As of version 0.3, the package RecordLinkage includes extensions to overcome the problem of high memory consumption that arises when processing a large number of records (i.e. building record pairs out of ≥1000 records without blocking). In versions 0.3_x, this was achieved by blockwise on-demand creation of comparison patterns in an embedded SQLite database (through package RSQLite). Package version 0.4 replaces this mechanism by using file-based data structures from package ff. This approach restricts the amount of data pairs to the available disk space but speeds up execution and facilitates the implementation of methods that need to process the whole set of record pairs (e.g. calculation of optimal classification thresholds).
The interface to the big data methods has is compatible to code written for version 0.3_x, so users familiar with these can stick to their existing workflow (unless access to internal structures like object slots is involved). Therefore, the following text sticks to the vignette already included in versions before 0.4 and only technical details are changed to reflect the different implementation.
In order to facilitate a tidier design, S4 classes and methods were
used to implement the extensions. In favor of backward compatibility and
development time, plans of a complete transition to S4 were dismissed.
Nevertheless, the existing functions were joined with their new
counterparts, resulting in methods which dispatch on the new S4 as well
as on the existing S3 classes. This approach combines two advantages:
First, existing code using the package still works, second, the new
classes and methods offer (nearly) the same interface, i.e. the
necessary function calls for a linkage task differ only slightly. An
exception is getPairs, whose arguments differ from the
existing version (see man page).
The existing S3 class "RecLinkData" is supplemented by
the S4 classes "RLBigDataLinkage" and
"RLBigDataDedup" for linking two datasets and deduplication
of one dataset respectively. Both share the common abstract superclass
"RLBigData".
library(RecordLinkage)
showClass("RLBigData")
## Virtual Class "RLBigData" [package "RecordLinkage"]
##
## Slots:
##
## Name: frequencies blockFld excludeFld strcmpFld
## Class: numeric list numeric numeric
##
## Name: strcmpFun phoneticFld phoneticFun pairs
## Class: character numeric character ffdf
##
## Name: Wdata WdataInd M U
## Class: ff_vector ff_vector ff_vector ff_vector
##
## Known Subclasses: "RLBigDataDedup", "RLBigDataLinkage"
showClass("RLBigDataDedup")

Extracted information »
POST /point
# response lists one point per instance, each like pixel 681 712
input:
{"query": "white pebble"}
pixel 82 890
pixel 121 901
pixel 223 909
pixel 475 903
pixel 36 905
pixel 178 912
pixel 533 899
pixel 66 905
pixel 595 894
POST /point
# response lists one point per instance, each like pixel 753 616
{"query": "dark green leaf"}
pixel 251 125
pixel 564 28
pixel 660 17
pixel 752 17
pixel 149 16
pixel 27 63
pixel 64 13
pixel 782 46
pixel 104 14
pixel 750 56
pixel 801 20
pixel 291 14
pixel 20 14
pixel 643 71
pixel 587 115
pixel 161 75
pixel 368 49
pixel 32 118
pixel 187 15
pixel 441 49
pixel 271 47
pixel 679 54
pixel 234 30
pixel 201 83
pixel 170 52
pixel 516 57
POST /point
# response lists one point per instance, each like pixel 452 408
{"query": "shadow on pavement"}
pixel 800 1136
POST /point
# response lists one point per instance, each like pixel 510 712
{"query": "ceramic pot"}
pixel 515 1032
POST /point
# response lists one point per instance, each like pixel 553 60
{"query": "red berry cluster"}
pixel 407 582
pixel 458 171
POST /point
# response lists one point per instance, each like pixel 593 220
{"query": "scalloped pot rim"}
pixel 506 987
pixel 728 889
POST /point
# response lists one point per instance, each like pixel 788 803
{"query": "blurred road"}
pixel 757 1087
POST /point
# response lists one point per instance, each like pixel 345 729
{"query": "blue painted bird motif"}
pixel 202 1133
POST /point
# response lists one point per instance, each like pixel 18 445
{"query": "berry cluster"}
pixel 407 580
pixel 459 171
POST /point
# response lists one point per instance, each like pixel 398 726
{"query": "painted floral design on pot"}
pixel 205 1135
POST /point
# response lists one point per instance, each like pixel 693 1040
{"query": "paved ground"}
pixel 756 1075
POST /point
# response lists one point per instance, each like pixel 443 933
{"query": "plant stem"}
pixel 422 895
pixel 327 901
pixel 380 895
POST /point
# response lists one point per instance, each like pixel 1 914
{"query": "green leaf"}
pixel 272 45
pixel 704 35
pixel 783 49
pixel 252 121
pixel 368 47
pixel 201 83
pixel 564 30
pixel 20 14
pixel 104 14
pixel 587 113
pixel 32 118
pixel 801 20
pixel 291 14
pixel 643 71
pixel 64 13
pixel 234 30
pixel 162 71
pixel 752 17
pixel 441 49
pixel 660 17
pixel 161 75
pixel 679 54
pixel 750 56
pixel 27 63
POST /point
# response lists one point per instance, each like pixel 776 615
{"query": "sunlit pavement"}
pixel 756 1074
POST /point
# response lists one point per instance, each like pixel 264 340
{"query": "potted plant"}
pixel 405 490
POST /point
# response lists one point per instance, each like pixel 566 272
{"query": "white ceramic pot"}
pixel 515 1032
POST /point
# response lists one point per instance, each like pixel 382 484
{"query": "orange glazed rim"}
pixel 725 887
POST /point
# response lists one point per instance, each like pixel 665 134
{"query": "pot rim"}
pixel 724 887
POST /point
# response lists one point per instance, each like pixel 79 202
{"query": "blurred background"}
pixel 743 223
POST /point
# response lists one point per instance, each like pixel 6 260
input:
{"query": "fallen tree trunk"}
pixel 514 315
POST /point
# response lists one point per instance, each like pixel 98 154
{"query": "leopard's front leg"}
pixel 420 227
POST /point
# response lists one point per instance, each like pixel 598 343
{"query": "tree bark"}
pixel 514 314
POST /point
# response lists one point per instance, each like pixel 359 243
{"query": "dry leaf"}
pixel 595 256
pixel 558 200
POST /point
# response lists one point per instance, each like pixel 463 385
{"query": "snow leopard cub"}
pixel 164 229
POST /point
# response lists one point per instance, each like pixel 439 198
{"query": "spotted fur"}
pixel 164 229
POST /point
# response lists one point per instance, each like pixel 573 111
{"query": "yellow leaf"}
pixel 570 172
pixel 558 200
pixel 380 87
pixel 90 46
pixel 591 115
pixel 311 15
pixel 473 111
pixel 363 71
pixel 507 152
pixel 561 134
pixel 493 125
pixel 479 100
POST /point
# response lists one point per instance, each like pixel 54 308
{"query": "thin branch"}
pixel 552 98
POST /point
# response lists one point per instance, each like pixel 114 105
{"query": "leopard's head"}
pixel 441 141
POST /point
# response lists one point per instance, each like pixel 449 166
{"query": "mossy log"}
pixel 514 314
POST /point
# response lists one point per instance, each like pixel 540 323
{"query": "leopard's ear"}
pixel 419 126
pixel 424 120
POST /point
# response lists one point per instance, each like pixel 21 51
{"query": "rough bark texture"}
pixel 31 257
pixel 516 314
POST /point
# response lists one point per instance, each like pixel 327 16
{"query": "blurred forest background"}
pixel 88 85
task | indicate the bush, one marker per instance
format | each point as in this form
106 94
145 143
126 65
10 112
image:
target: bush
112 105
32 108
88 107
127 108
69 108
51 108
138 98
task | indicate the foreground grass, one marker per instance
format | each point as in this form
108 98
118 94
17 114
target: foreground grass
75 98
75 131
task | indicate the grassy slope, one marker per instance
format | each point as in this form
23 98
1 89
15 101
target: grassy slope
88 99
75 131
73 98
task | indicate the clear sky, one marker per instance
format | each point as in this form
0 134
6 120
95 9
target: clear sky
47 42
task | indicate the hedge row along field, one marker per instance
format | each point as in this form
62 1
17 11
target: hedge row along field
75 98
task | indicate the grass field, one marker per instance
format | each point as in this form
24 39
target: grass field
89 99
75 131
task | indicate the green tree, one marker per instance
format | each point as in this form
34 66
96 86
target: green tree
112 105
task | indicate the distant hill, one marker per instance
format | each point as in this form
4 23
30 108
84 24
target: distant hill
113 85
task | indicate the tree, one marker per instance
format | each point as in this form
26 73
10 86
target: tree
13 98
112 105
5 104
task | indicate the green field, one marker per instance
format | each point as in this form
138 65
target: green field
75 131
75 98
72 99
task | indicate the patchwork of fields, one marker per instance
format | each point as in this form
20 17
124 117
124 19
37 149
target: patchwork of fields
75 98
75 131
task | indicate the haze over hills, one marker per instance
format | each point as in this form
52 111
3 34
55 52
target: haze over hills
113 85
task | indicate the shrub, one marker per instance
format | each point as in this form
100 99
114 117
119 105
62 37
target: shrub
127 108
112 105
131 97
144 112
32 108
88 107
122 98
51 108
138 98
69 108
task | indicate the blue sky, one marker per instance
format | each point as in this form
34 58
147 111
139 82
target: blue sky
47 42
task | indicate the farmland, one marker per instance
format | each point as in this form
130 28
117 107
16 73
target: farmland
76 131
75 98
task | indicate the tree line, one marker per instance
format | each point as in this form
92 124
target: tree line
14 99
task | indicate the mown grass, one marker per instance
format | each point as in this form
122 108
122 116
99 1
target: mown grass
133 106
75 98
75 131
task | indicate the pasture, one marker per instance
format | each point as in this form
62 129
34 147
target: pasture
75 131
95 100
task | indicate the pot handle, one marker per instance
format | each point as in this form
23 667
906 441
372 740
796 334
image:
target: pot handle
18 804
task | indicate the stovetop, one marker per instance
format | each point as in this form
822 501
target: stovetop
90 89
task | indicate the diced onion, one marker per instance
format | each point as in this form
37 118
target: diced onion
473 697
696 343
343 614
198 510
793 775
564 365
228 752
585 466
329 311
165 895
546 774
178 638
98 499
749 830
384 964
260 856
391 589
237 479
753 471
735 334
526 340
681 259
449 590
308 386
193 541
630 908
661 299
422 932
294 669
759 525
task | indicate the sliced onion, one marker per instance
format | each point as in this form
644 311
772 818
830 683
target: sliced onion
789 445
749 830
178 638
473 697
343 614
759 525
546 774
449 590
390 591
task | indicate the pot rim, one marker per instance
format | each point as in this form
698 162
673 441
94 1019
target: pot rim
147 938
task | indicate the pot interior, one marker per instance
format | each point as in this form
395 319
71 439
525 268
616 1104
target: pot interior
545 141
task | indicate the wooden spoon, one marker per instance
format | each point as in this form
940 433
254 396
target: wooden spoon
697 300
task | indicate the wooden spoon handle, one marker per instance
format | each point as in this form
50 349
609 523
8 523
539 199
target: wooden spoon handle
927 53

Your tasks »
**A.** In one to three sentences, state why, according to the RecordLinkage passage, the plans for a complete transition to S4 were dismissed.
**B.** Reproduce the stretch of the RecordLinkage passage from "As of version" through "optimal classification thresholds).".
**C.** Take the RecordLinkage passage further, starting after its final line.

Task-by-task answers »
**A.** Those plans were dismissed in favor of backward compatibility and development time.

**B.**
As of version 0.3, the package RecordLinkage includes extensions to overcome the problem of high memory consumption that arises when processing a large number of records (i.e. building record pairs out of ≥1000 records without blocking). In versions 0.3_x, this was achieved by blockwise on-demand creation of comparison patterns in an embedded SQLite database (through package RSQLite). Package version 0.4 replaces this mechanism by using file-based data structures from package ff. This approach restricts the amount of data pairs to the available disk space but speeds up execution and facilitates the implementation of methods that need to process the whole set of record pairs (e.g. calculation of optimal classification thresholds).

**C.**
## Class "RLBigDataDedup" [package "RecordLinkage"]
##
## Slots:
##
## Name: data identity frequencies blockFld
## Class: data.frame factor numeric list
##
## Name: excludeFld strcmpFld strcmpFun phoneticFld
## Class: numeric numeric character numeric
##
## Name: phoneticFun pairs Wdata WdataInd
## Class: character ffdf ff_vector ff_vector
##
## Name: M U
## Class: ff_vector ff_vector
##
## Extends: "RLBigData"
showClass("RLBigDataLinkage")
## Class "RLBigDataLinkage" [package "RecordLinkage"]
##
## Slots:
##
## Name: data1 data2 identity1 identity2
## Class: data.frame data.frame factor factor
##
## Name: frequencies blockFld excludeFld strcmpFld
## Class: numeric list numeric numeric
##
## Name: strcmpFun phoneticFld phoneticFun pairs
## Class: character numeric character ffdf
##
## Name: Wdata WdataInd M U
## Class: ff_vector ff_vector ff_vector ff_vector
##
## Extends: "RLBigData"
For the two non-virtual classes, the constructor-like function
RLBigDataDedup and RLBigDataLinkage exist,
which correspond to compare.dedup and
compare.linkage for the S3 classes and share most of their
arguments.
The following example shows the basic usage of the constructors, for details consult their documentation.
# deduplicate with two blocking iterations and string comparison
data(RLdata500)
data(RLdata10000)
rpairs1 <- RLBigDataDedup(RLdata500,
identity = identity.RLdata500,
blockfld = list(1, 3), strcmp = 1:4)
# link two datasets with phonetic code
s1 <- 471:500
s2 <- sample(1:10000, 300)
identity2 <- c(identity.RLdata500[s1], rep(NaN, length(s2)))
dataset <- rbind(RLdata500[s1, ], RLdata10000[s2, ])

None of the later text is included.